> _Problem to solve_: Line by line, return everything in the listing exactly.

-------------------------

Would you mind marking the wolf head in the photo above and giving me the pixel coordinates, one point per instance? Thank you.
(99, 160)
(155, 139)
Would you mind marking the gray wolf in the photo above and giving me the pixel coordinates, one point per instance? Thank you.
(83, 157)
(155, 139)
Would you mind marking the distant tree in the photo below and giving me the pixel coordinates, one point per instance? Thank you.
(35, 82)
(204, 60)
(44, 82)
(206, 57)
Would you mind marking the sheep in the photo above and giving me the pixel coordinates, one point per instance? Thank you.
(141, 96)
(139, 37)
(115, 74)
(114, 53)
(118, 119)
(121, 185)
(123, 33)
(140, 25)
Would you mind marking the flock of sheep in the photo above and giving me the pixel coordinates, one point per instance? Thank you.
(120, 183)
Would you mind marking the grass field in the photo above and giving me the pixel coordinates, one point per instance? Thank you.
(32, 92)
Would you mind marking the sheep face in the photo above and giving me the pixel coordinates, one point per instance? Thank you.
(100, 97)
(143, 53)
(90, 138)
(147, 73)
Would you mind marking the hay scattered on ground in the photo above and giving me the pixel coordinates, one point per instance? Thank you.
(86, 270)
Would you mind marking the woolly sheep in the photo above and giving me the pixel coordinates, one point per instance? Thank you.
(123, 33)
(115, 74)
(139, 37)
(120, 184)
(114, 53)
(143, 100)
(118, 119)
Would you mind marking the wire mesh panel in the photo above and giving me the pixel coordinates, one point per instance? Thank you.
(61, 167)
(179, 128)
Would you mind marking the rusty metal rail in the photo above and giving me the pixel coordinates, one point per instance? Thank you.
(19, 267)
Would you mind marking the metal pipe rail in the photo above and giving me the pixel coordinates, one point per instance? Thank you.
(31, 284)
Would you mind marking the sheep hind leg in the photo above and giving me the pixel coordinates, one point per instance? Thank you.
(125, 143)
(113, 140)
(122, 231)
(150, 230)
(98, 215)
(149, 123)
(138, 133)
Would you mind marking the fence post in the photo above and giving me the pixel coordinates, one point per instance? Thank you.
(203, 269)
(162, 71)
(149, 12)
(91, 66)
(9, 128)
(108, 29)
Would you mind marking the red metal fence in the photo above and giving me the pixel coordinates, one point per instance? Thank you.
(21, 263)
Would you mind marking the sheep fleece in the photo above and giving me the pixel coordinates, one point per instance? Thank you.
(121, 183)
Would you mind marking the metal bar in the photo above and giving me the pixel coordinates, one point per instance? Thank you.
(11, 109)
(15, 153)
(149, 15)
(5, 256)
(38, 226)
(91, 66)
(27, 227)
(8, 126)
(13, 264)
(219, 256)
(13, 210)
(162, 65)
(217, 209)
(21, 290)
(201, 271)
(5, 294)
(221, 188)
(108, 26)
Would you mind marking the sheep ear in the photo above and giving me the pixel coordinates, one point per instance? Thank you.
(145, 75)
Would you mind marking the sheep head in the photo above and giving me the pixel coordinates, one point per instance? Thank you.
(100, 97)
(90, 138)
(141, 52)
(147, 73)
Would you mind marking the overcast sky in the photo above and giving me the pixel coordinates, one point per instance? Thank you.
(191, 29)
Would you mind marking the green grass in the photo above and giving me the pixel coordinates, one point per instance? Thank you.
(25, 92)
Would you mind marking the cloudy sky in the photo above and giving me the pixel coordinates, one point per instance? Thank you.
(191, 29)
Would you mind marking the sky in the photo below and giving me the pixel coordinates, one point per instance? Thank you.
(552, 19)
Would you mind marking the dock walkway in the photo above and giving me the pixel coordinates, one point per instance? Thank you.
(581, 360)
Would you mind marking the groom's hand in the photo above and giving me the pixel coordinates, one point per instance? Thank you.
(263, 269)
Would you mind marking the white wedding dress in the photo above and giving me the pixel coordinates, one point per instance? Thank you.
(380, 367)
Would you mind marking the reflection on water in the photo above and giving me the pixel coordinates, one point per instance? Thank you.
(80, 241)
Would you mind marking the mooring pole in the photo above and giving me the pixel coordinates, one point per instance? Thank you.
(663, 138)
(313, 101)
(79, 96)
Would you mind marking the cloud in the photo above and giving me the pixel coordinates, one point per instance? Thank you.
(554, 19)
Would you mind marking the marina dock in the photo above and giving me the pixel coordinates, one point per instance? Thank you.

-------------------------

> _Final answer_:
Would you mind marking the wolf head in the photo above and giving me the pixel coordinates, one point per instance? Thank you.
(99, 160)
(155, 139)
Would you mind marking the gray wolf in the photo above and giving me the pixel coordinates, one point per instance? Thank you.
(83, 157)
(155, 139)
Would you mind marking the distant tree in the photo below and giving me the pixel coordinates, one point per instance? Thank you.
(35, 82)
(204, 60)
(44, 82)
(206, 57)
Would you mind marking the sheep in the photo above and giving me the pixel coordinates, one point per instance? Thank you.
(141, 96)
(139, 37)
(115, 74)
(114, 53)
(118, 119)
(121, 185)
(123, 33)
(140, 25)
Would you mind marking the flock of sheep in the photo above and giving me the pixel coordinates, one point per instance? Thank you.
(120, 183)
Would you mind marking the grass field in the photo above and giving me the pixel coordinates, one point per instance? Thank you.
(32, 92)
Would you mind marking the sheep face in the photo above and giving me the pixel coordinates, one point per instance? Thank you.
(100, 97)
(143, 53)
(90, 138)
(147, 73)
Would you mind marking the hay scattered on ground in the photo above and giving me the pixel coordinates, one point per instance? Thank you.
(86, 270)
Would you mind marking the woolly sheep in the photo above and giving me the pixel coordinates, one point per instance? Thank you.
(123, 33)
(115, 74)
(139, 37)
(120, 184)
(114, 53)
(143, 100)
(118, 119)
Would you mind marking the wire mesh panel in the photo above and giving me the pixel coordinates, one point per instance? Thank you.
(61, 167)
(179, 128)
Would you mind marking the rusty metal rail in the photo above and giving me the pixel coordinates, one point per instance? Thank you.
(19, 267)
Would you mind marking the metal pipe rail in the photo above and giving me the pixel coordinates, one point per instance? Thank you.
(31, 284)
Would you mind marking the sheep hind leg in the photo above and giving me the pixel coordinates, one point per instance? Thank you.
(125, 143)
(113, 140)
(122, 231)
(150, 230)
(98, 215)
(149, 123)
(138, 133)
Would you mind marking the fence post in the photo above and giving me the pixel coordinates, one point per instance? Thank you.
(203, 269)
(162, 71)
(149, 12)
(91, 66)
(9, 128)
(108, 29)
Would you mind marking the red metal fence in the photo above and giving me the pixel coordinates, one point per instance? Thank you.
(21, 263)
Would you mind marking the sheep fleece in the photo above and giving me the pixel coordinates, one point per instance? Thank you.
(121, 183)
Would you mind marking the metal bar in the photo above and giving me the pixel coordinates, one point per instance? Thank you.
(11, 109)
(15, 153)
(149, 15)
(5, 256)
(38, 226)
(91, 66)
(27, 227)
(8, 126)
(13, 264)
(219, 256)
(13, 210)
(162, 65)
(217, 209)
(21, 290)
(201, 271)
(5, 294)
(221, 188)
(108, 26)
Would you mind marking the sheep ear in the photo above and giving me the pixel coordinates, one point per instance? Thank you.
(145, 75)
Would you mind marking the sheep head in the photo above and giving me the pixel coordinates, one point per instance? Thank you.
(100, 97)
(90, 138)
(141, 52)
(147, 73)
Would you mind marking the overcast sky in the photo above and giving me the pixel coordinates, one point per instance? Thank you.
(191, 29)
Would you mind marking the green grass in the photo above and giving me the pixel coordinates, one point per instance? Thank you.
(25, 92)
Would you mind marking the cloudy sky in the photo above and giving me the pixel coordinates, one point per instance? Thank you.
(191, 29)
Would you mind marking the sky in the photo below and giving me the pixel coordinates, one point per instance? Thank you.
(552, 19)
Would you mind marking the dock walkway in the photo above and giving me the pixel coordinates, one point per instance? Thank you.
(581, 360)
Would you mind marking the groom's hand in the photo above and giving me the pixel coordinates, one point per instance? Thank you.
(263, 269)
Would you mind marking the white wedding dress in the photo above and giving me the pixel coordinates, one point per instance? Thank you.
(380, 367)
Would you mind marking the reflection on water in the photo above and giving me the pixel coordinates, one point per instance? Thank you.
(80, 241)
Would you mind marking the mooring pole in the photo above and giving me the pixel coordinates, one point per instance? Thank you.
(663, 138)
(313, 101)
(79, 96)
Would you mind marking the cloud in the photo above and giving me the pixel coordinates, one point per instance? Thank you.
(554, 19)
Would you mind marking the marina dock in the photo above and giving me the pixel coordinates, one point per instance? Thank you.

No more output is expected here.